▶ [Exercise requirements]
1) Copy the Takahashi Station text between "Takahashi Station (高橋駅, Takahashi-eki)" and "by JR Kyushu.", inclusive.
2) According to the Takahashi Station text, on what date did Japanese Government Railways open the station?

▶ [Quoted passage]

--

Railway station in Takeo, Saga Prefecture, Japan

Takahashi Station (高橋駅, Takahashi-eki) is a passenger railway station located in the Asahi neighborhood of the city of Takeo, Saga Prefecture, Japan. It is operated by JR Kyushu.

==Lines==
The station is served by the Sasebo Line and is located 11.4 km from the starting point of the line at . Only Sasebo Line local services stop at this station.

== Station layout ==
The station, which is unstaffed, consists of two side platforms serving two tracks, with a siding branching off one of the tracks. The station building is a timber structure in Dutch style which is presently unstaffed and serves only as a waiting room. Access to the opposite side platform is by means of a footbridge.

==History==
Japanese Government Railways (JGR) opened the station on 21 August 1923 as an additional station on the existing track of what was then the Nagasaki Main Line. On 1 December 1934, another route was designated the Nagasaki Main Line. The track serving the station was redesignated the Sasebo Line. With the privatization of Japanese National Railways (JNR), the successor of JGR, on 1 April 1987, control of the station passed to JR Kyushu.

--

Saved data entries
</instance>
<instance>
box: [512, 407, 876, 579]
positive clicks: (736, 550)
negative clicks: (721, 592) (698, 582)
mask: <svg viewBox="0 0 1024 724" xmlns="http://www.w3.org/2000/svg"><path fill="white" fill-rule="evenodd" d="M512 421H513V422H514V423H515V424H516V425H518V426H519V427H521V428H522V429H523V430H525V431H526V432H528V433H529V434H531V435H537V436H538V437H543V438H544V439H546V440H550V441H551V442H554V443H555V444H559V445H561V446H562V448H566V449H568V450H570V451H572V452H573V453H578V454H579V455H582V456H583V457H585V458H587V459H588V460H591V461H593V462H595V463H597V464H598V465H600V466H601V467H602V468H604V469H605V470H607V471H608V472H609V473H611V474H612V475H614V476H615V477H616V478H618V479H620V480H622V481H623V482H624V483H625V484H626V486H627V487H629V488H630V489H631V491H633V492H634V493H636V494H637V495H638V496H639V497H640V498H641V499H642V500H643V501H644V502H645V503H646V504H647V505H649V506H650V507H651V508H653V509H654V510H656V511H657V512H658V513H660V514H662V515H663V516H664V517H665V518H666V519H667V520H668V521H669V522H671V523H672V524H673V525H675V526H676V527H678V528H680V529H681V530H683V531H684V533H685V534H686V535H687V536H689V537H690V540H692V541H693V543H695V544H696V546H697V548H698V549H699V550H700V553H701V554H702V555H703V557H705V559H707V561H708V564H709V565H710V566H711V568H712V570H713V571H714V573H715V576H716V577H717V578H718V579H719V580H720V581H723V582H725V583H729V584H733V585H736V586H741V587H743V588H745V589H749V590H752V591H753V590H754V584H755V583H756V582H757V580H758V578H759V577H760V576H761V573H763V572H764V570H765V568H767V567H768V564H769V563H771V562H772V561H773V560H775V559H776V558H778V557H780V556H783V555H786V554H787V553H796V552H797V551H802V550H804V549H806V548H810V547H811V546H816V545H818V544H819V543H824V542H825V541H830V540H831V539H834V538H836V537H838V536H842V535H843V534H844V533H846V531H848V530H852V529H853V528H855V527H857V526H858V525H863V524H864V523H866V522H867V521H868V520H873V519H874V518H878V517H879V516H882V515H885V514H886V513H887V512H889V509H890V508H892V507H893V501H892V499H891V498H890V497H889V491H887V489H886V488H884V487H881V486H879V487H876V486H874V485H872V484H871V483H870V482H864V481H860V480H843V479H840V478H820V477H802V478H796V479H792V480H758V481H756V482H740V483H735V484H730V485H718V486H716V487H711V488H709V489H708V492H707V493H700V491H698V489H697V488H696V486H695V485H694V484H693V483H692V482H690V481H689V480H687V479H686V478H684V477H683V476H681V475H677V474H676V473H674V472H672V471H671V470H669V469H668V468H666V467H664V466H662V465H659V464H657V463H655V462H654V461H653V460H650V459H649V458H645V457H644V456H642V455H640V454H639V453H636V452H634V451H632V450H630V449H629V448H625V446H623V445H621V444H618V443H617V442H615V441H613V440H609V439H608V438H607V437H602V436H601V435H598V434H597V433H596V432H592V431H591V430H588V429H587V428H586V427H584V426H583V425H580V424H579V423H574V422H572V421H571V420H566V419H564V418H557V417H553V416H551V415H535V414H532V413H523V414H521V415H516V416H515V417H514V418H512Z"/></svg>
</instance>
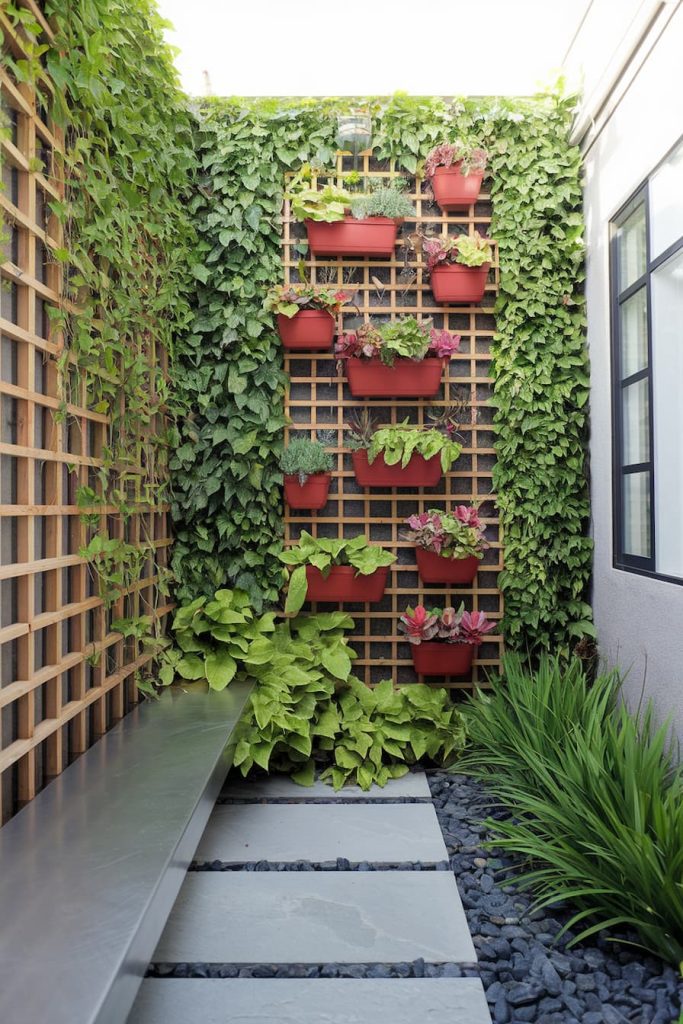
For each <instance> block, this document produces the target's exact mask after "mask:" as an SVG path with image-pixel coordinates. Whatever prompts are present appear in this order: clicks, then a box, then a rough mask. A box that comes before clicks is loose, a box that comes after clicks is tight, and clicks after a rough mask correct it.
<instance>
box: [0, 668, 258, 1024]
mask: <svg viewBox="0 0 683 1024" xmlns="http://www.w3.org/2000/svg"><path fill="white" fill-rule="evenodd" d="M250 689H251V685H250V684H232V685H231V686H229V687H227V689H225V690H223V691H222V692H221V693H213V692H212V693H208V694H207V693H206V692H199V691H198V692H183V691H177V692H176V691H173V692H171V691H166V692H165V693H163V695H162V697H161V699H160V700H159V701H156V702H145V703H143V705H141V706H139V707H138V708H136V709H135V710H134V711H133V712H132V713H131V714H130V715H128V716H127V717H126V718H125V719H123V721H121V722H120V723H119V724H118V725H117V726H116V727H115V728H114V729H113V730H112V731H111V732H109V733H108V734H106V735H105V736H104V737H103V738H102V739H101V740H100V741H99V742H98V743H96V744H95V745H94V746H92V748H91V749H90V750H89V751H88V752H87V753H86V754H84V755H83V757H81V758H79V760H78V761H77V762H75V763H74V764H73V765H71V767H69V768H68V769H67V770H66V771H65V772H63V774H62V775H60V776H59V777H58V778H56V779H55V780H54V781H53V782H52V783H51V784H50V785H48V786H47V788H45V790H44V791H43V792H42V793H41V794H39V796H38V797H37V798H36V800H34V801H33V802H32V803H31V804H29V805H28V806H27V807H26V808H24V810H23V811H20V812H19V813H18V814H17V815H16V817H14V818H12V820H10V821H9V822H8V823H7V824H6V825H5V826H4V827H3V828H0V1021H2V1024H42V1022H48V1021H49V1022H50V1024H123V1022H124V1021H125V1020H126V1017H127V1015H128V1012H129V1010H130V1008H131V1006H132V1004H133V1000H134V998H135V994H136V992H137V988H138V986H139V983H140V981H141V980H142V977H143V975H144V972H145V969H146V966H147V964H148V962H150V959H151V957H152V954H153V952H154V950H155V947H156V945H157V942H158V940H159V937H160V935H161V933H162V930H163V928H164V925H165V923H166V920H167V918H168V914H169V912H170V909H171V907H172V905H173V903H174V901H175V898H176V896H177V893H178V890H179V888H180V884H181V883H182V881H183V878H184V874H185V870H186V868H187V865H188V864H189V862H190V860H191V858H193V854H194V852H195V849H196V847H197V844H198V842H199V840H200V838H201V836H202V833H203V831H204V827H205V825H206V822H207V819H208V817H209V814H210V813H211V810H212V808H213V804H214V802H215V800H216V797H217V796H218V794H219V792H220V788H221V786H222V784H223V781H224V779H225V775H226V773H227V770H228V768H229V766H230V763H231V759H232V750H233V740H232V739H231V737H232V734H233V731H234V726H236V724H237V722H238V720H239V718H240V715H241V713H242V711H243V708H244V706H245V702H246V700H247V697H248V695H249V691H250Z"/></svg>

--

▶ [Solutions in order]
1)
Takahashi Station (高橋駅, Takahashi-eki) is a passenger railway station located in the Asahi neighborhood of the city of Takeo, Saga Prefecture, Japan. It is operated by JR Kyushu.

2) 21 August 1923